Pagina:
□ □ □

Possibile che lo sperduto e isolato porticciolo di Lampedusa sia in tal senso da preferire ai porti tunisini di Salakta, Djerba, Monastir, meta dal grande turismo internazionale, o dei grandi e attrezzati approdi delle capitali Tunisi e Malta? Forse manca loro il provvidenziale art. 10?
Accusate di essere «taxi del mare», le sedicenti navi di soccorso respingono l'accusa autodefinendosi invece «ambulanze del mare», ammettendo tacitamente in tal modo che, così come accade ad ogni ambulanza, si muovono solo se chiamate. Che poi i «naufraghi» non siano in realtà che fuggiaschi in cerca di un facile passaggio, è cosa facilmente dimostrabile: qualsiasi vero naufrago, nello stesso istante in cui viene issato a bordo, altro non chiede al salvatore che d’esser ricondotto quanto prima a casa. Un qualsiasi fuggiasco, al contrario, è pronto a morire pur di non esservi riportato.

□ □ □

Materiale mostrato:
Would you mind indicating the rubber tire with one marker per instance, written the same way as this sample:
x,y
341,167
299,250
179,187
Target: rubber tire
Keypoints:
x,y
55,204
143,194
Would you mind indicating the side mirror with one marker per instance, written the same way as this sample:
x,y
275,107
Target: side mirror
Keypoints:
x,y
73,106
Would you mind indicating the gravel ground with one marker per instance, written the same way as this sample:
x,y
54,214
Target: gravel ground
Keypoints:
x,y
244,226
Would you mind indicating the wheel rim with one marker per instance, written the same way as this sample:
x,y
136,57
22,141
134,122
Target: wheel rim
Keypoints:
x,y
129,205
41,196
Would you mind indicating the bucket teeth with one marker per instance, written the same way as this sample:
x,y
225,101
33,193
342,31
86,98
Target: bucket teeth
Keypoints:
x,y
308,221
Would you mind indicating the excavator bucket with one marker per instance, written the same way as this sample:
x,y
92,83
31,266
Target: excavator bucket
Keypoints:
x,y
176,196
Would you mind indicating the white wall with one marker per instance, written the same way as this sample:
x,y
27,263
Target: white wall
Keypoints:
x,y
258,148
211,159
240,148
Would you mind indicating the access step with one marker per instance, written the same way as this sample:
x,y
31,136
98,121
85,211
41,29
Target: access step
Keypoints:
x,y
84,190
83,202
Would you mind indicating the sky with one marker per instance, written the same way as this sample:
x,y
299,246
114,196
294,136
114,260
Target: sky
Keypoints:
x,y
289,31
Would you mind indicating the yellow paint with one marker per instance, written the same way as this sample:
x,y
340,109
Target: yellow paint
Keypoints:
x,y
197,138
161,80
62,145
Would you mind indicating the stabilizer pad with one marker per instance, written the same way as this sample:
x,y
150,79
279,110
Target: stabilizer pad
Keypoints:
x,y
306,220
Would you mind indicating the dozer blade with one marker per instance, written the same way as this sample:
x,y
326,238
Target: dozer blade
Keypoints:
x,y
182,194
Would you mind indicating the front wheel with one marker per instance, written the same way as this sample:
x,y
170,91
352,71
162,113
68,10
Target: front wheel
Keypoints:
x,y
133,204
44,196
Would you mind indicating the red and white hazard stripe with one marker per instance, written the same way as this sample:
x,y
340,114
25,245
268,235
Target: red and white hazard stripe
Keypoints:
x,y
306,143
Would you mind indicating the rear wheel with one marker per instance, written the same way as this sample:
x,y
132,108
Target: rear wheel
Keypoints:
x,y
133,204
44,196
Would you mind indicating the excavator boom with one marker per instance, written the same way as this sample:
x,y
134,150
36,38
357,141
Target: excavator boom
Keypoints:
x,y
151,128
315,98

□ □ □

Consegna:
Ricopia dalla pagina il passo che va da «Possibile che lo» a «provvidenziale art. 10?». I dati qui riportati non sono necessari.

Risposta scritta:
Possibile che lo sperduto e isolato porticciolo di Lampedusa sia in tal senso da preferire ai porti tunisini di Salakta, Djerba, Monastir, meta dal grande turismo internazionale, o dei grandi e attrezzati approdi delle capitali Tunisi e Malta? Forse manca loro il provvidenziale art. 10?